Start DATA LINES

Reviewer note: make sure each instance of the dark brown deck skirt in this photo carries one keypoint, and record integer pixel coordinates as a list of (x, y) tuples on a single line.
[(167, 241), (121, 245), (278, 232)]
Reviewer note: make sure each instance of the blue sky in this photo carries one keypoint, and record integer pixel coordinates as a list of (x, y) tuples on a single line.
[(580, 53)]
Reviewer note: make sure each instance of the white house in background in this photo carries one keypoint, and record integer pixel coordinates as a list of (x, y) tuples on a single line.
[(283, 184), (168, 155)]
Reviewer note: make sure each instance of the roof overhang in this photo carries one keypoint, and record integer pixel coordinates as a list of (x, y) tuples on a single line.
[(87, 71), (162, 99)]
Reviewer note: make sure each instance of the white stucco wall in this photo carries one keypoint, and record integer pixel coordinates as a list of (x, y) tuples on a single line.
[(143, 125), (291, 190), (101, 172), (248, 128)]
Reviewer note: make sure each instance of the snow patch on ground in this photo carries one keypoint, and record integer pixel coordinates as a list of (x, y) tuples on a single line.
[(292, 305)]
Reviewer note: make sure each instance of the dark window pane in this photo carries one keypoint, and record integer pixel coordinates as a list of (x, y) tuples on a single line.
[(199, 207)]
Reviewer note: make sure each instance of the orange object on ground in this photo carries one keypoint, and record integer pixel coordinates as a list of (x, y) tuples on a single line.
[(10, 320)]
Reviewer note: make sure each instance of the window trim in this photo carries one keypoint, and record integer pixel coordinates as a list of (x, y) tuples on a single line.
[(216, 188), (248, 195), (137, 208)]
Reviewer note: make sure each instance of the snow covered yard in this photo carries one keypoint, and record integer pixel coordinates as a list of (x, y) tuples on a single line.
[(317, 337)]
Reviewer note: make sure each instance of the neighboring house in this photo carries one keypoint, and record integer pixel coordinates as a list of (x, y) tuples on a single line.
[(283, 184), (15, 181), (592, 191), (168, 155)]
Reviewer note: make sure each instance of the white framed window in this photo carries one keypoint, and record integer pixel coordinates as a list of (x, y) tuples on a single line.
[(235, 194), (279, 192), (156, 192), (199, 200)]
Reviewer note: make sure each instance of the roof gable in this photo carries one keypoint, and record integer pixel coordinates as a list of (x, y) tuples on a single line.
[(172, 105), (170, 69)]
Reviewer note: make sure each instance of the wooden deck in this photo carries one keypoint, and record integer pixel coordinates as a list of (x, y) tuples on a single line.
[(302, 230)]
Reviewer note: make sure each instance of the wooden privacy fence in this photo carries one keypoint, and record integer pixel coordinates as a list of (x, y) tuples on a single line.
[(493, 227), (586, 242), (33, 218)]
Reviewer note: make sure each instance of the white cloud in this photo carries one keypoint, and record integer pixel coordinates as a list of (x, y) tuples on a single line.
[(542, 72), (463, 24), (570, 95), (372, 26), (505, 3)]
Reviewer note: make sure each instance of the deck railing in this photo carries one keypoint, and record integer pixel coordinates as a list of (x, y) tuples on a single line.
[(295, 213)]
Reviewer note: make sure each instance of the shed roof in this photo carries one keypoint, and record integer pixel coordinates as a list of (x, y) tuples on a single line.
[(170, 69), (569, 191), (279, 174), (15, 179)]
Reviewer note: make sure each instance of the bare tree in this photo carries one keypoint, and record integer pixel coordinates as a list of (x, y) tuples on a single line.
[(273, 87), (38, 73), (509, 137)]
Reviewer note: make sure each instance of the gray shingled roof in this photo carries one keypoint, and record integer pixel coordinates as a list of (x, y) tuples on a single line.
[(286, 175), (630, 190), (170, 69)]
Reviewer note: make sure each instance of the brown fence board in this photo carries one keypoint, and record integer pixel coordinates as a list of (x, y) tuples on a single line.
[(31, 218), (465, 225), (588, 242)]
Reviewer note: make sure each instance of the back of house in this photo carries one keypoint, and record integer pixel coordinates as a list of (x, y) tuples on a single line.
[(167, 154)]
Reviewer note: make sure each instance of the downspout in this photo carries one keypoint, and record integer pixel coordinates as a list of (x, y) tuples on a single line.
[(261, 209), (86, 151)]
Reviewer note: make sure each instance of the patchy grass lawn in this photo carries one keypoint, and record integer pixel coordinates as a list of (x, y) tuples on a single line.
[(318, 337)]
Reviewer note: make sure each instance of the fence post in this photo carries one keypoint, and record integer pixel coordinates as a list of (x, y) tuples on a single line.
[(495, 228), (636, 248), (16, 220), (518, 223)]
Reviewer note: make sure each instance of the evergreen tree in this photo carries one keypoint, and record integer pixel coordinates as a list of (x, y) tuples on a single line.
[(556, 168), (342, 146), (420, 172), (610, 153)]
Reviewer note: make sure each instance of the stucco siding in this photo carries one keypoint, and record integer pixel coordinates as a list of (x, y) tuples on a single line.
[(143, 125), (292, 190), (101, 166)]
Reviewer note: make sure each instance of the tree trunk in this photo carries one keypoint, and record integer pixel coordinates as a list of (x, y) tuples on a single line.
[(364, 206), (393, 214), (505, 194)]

End DATA LINES

## [TASK PROMPT]
Write out the material again, requests included, from the line that contains "Reviewer note: make sure each instance of the roof overhang" through the line that contains "[(10, 320)]", adjusting every x and y coordinate in the answers by -67.

## [COMPLETED TASK]
Reviewer note: make sure each instance of the roof overhang in this photo carries one keypoint, and record integer pixel coordinates as a list of (x, y) tuples on a single line.
[(20, 4), (95, 32)]
Reviewer note: make sure each instance of the white stucco wall in this photo carries one keypoint, and record integer pixel coordinates as a list of (x, y) tuples on a single line.
[(76, 58), (224, 123), (34, 105), (181, 61)]
Reviewer note: make sure each instance of the snow patch on ground in this photo carries one keypoint, and record integer pixel coordinates as a list of (x, y) tuples on a single line.
[(225, 238)]
Reviewer note: make sure each instance of the dark window pane in this photo carries one keypoint, and record integer pixel coordinates as a list of (x, y) tuples on a single line.
[(132, 140)]
Reviewer note: make sure each instance of the orange object on ground in this photo carries one keypoint, and record integer pixel coordinates as a list of (x, y) tuples on a single line.
[(-57, 253)]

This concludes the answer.